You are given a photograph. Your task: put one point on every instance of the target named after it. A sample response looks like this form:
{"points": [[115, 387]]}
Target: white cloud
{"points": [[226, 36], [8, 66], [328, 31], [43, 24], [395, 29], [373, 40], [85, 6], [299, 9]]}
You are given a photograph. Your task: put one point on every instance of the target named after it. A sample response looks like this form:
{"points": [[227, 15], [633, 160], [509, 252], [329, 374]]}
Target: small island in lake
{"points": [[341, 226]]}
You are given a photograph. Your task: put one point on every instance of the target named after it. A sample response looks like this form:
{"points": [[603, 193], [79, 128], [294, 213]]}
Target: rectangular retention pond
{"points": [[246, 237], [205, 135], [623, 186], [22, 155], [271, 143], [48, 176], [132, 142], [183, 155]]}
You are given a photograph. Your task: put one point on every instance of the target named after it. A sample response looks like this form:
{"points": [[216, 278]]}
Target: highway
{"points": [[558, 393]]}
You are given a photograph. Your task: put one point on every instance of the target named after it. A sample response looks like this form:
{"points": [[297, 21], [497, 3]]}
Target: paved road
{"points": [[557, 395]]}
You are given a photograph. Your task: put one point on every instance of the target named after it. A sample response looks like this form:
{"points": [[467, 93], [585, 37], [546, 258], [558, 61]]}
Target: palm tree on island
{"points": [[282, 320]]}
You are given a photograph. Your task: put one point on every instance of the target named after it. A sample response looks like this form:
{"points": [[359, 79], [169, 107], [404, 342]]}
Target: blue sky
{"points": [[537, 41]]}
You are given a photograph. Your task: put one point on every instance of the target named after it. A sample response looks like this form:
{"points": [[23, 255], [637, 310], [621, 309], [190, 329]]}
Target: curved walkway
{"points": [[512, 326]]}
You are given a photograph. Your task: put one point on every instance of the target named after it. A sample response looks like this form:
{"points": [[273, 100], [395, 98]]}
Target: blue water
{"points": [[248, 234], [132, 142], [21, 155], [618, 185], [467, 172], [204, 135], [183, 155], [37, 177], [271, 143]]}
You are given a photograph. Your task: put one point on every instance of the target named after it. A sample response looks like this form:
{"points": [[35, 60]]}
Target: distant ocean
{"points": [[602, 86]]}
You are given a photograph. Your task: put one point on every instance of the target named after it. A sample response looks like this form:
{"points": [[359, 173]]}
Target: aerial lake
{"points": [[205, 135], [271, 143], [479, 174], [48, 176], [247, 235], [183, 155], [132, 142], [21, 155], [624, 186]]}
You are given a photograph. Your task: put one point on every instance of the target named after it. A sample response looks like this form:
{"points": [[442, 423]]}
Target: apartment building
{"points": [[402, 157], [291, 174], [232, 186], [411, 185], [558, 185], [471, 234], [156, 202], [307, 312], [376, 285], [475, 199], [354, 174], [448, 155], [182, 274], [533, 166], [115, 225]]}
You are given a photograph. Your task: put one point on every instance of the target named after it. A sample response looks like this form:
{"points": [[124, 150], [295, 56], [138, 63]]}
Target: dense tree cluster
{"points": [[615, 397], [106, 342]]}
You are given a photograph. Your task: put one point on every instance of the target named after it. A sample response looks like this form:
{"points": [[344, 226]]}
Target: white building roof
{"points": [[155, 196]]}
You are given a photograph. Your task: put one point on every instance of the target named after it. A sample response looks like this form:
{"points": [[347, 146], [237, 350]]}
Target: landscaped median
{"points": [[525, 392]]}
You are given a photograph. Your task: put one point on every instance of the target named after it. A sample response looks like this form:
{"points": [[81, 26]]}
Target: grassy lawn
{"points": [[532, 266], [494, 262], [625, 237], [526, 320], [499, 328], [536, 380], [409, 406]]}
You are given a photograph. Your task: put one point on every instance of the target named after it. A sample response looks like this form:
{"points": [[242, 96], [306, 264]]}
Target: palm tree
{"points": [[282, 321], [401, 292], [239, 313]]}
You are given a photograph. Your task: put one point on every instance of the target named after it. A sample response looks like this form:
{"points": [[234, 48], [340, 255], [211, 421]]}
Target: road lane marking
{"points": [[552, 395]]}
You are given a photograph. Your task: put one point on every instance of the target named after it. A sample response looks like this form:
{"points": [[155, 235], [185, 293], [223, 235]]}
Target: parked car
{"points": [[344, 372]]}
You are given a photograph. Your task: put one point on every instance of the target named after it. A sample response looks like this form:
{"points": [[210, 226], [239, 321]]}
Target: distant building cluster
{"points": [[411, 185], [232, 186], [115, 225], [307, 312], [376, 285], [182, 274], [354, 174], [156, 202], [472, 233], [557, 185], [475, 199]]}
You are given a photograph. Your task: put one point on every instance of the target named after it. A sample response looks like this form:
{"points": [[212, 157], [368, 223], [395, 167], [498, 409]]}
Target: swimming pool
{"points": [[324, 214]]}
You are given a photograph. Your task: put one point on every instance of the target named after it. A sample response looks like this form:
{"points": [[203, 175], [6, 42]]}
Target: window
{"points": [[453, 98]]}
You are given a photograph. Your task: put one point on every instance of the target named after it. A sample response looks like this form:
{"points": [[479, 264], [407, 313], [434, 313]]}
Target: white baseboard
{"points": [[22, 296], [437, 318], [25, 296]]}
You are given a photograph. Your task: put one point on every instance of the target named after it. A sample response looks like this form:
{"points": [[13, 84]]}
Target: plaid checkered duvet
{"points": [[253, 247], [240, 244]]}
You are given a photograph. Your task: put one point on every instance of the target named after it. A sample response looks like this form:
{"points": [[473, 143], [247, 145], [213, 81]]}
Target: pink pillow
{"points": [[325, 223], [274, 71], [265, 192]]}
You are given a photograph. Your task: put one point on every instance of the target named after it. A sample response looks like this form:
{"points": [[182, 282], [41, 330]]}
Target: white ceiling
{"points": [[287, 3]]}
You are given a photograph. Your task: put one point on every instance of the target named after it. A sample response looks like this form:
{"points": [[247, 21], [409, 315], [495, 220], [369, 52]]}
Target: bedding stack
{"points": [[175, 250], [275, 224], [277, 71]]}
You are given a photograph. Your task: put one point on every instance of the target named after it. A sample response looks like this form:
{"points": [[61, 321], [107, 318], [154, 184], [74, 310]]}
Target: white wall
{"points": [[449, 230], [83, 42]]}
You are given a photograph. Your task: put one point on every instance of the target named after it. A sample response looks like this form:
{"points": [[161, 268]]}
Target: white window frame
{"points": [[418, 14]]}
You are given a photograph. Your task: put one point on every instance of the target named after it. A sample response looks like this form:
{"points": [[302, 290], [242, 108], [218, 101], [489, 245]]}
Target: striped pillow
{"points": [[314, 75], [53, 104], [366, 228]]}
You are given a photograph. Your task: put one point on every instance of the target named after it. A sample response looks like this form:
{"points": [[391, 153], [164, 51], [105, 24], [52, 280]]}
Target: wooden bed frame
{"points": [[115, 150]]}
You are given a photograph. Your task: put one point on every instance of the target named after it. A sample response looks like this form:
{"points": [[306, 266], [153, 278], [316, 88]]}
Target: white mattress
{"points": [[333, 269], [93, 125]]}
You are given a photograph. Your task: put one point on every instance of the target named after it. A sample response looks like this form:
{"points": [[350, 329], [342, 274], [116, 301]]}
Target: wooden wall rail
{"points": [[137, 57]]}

※

The records above need to be output again, verbatim.

Result of this exercise ->
You are given a photograph. Your task: put one point on every instance of the target named after it. A sample response looks like this form:
{"points": [[115, 387]]}
Target: white cloud
{"points": [[226, 36], [8, 66], [328, 31], [43, 24], [395, 29], [373, 40], [85, 6], [299, 9]]}
You are given a photograph. Your task: put one point on every instance of the target named after it. A sample response looks like this form:
{"points": [[227, 15], [633, 160], [509, 252], [329, 374]]}
Target: small island in lake
{"points": [[341, 226]]}
You are given a photograph. Your task: put one point on every instance of the target named after it. A sample response looks like this form:
{"points": [[603, 193], [79, 128], [294, 213]]}
Target: rectangular retention pond
{"points": [[246, 237], [205, 135], [623, 186], [22, 155], [271, 143], [48, 176], [132, 142], [183, 155]]}
You are given a photograph. Your task: put one point on every instance of the target named after it. A sample response looks like this form:
{"points": [[216, 278]]}
Target: highway
{"points": [[558, 393]]}
You are given a photograph. Your task: put one point on every instance of the target named after it. A sample response looks like this form:
{"points": [[297, 21], [497, 3]]}
Target: paved road
{"points": [[557, 395]]}
You are given a photograph. Your task: put one point on every instance of the target named after it. A sample response looks like this form:
{"points": [[467, 93], [585, 37], [546, 258], [558, 61]]}
Target: palm tree on island
{"points": [[282, 320]]}
You are given a photograph. Your task: put one point on every instance of the target named after it. A sample response looks like this form:
{"points": [[359, 79], [169, 107], [404, 342]]}
Target: blue sky
{"points": [[537, 41]]}
You are given a photograph. Your task: put one point on every instance of the target named after it. A sample response looks like this form:
{"points": [[23, 255], [637, 310], [621, 309], [190, 329]]}
Target: curved walkway
{"points": [[512, 326]]}
You are given a photograph. Your task: put one point on every instance of the target named after it. A sample response looks like this form:
{"points": [[273, 100], [395, 98]]}
Target: blue water
{"points": [[248, 234], [132, 142], [21, 155], [618, 185], [467, 172], [204, 135], [183, 155], [37, 177], [271, 143]]}
You are given a photograph. Your task: put one point on every instance of the target named after it. A sample response looks like this form:
{"points": [[35, 60]]}
Target: distant ocean
{"points": [[602, 86]]}
You are given a photograph. Your task: put one point on every instance of the target named after it. A sample response looks like this form:
{"points": [[359, 173]]}
Target: aerial lake
{"points": [[205, 135], [271, 143], [479, 174], [48, 176], [247, 235], [183, 155], [132, 142], [21, 155], [624, 186]]}
You are given a photograph. Your task: put one point on every instance of the target named after it. A sample response looks like this form:
{"points": [[442, 423]]}
Target: apartment building
{"points": [[402, 157], [291, 174], [232, 186], [411, 185], [558, 185], [471, 234], [156, 202], [307, 312], [376, 285], [475, 199], [354, 174], [448, 155], [182, 274], [533, 166], [115, 225]]}
You are given a photograph. Your task: put one point on every instance of the target named after it. A sample response looks like this form:
{"points": [[124, 150], [295, 56], [138, 63]]}
Target: dense tree cluster
{"points": [[615, 397], [106, 342]]}
You are given a photograph. Your task: put one point on every instance of the target named after it. A sample response looks like this form:
{"points": [[344, 226]]}
Target: white building roof
{"points": [[155, 196]]}
You are given a photograph. Your task: put one point on every instance of the target named after it. A sample response looks like this form:
{"points": [[347, 146], [237, 350]]}
Target: landscaped median
{"points": [[525, 392]]}
You are given a photograph. Your task: put one point on every instance of the target named after it. A sample response looks like this form:
{"points": [[81, 26]]}
Target: grassy lawn
{"points": [[532, 266], [494, 262], [625, 237], [526, 320], [499, 328], [536, 380], [409, 406]]}
You are given a photograph. Your task: put one point on every instance of the target named after it. A sample response looks like this form:
{"points": [[242, 96], [306, 264]]}
Target: palm tree
{"points": [[282, 321], [401, 292], [239, 313]]}
You are given a photograph. Your task: put one point on every instance of the target named after it. A sample response looks like this form:
{"points": [[234, 48], [340, 255], [211, 421]]}
Target: road lane marking
{"points": [[552, 395]]}
You are given a photograph. Your task: put one point on every instance of the target named after it. A sample response looks like this form:
{"points": [[155, 235], [185, 293], [223, 235]]}
Target: parked car
{"points": [[344, 372]]}
You are given a photograph. Your task: put one point on every instance of the target named after it. A sample response looks like this form:
{"points": [[210, 226], [239, 321]]}
Target: distant building cluster
{"points": [[411, 185], [232, 186], [115, 225], [307, 312], [376, 285], [182, 274], [354, 174], [156, 202], [472, 233], [557, 185], [475, 199]]}
You are given a photograph. Your task: put one point on every instance of the target named after it. A sample response looks like this form:
{"points": [[212, 157], [368, 223], [395, 167], [498, 409]]}
Target: swimming pool
{"points": [[324, 214]]}
You are given a photograph. Your task: put one point on every instance of the target named after it. A sample response looks like this form:
{"points": [[203, 175], [6, 42]]}
Target: window
{"points": [[453, 98]]}
You are given a photograph. Your task: put one point on every instance of the target named after it. A sample response looks like this form:
{"points": [[479, 264], [407, 313], [434, 313]]}
Target: white baseboard
{"points": [[22, 296], [437, 318], [25, 296]]}
You are given a photograph. Your task: put one point on every instance of the target named after it. A sample response looks like this form:
{"points": [[13, 84]]}
Target: plaid checkered duvet
{"points": [[253, 247], [240, 244]]}
You are given a photograph. Your task: put one point on every instance of the target named after it. A sample response looks like this form:
{"points": [[473, 143], [247, 145], [213, 81]]}
Target: pink pillow
{"points": [[325, 223], [274, 71], [265, 192]]}
You are given a photograph. Your task: put one point on every instance of the target named after it. A sample response looks like this form:
{"points": [[182, 282], [41, 330]]}
Target: white ceiling
{"points": [[287, 3]]}
You are given a photograph. Your task: put one point on every instance of the target named after it. A sample response looks like this form:
{"points": [[247, 21], [409, 315], [495, 220], [369, 52]]}
Target: bedding stack
{"points": [[175, 250], [275, 224], [277, 71]]}
You are given a photograph. Your task: put one point on every instance of the target named after it. A sample response looks like this form:
{"points": [[61, 321], [107, 318], [154, 184], [74, 310]]}
Target: white wall
{"points": [[449, 230], [83, 42]]}
You are given a photograph. Your task: put one point on every instance of the target named after it. A sample response looks like this form:
{"points": [[161, 268]]}
Target: white window frame
{"points": [[418, 14]]}
You are given a photograph. Your task: put one point on every instance of the target named after it. A sample response looks like this form:
{"points": [[302, 290], [242, 108], [218, 101], [489, 245]]}
Target: striped pillow
{"points": [[314, 75], [53, 104], [366, 228]]}
You are given a photograph. Your task: put one point on every instance of the target named after it. A sample response looks like this form:
{"points": [[391, 153], [164, 51], [105, 24], [52, 280]]}
Target: wooden bed frame
{"points": [[115, 150]]}
You are given a photograph. Your task: put one point on every instance of the target named after it. A sample response looks like this form:
{"points": [[306, 266], [153, 278], [316, 88]]}
Target: white mattress
{"points": [[333, 269], [93, 125]]}
You are given a photograph. Your task: put one point on every instance of the target named after it. A sample response looks like this form:
{"points": [[350, 329], [342, 274], [116, 301]]}
Target: wooden wall rail
{"points": [[137, 57]]}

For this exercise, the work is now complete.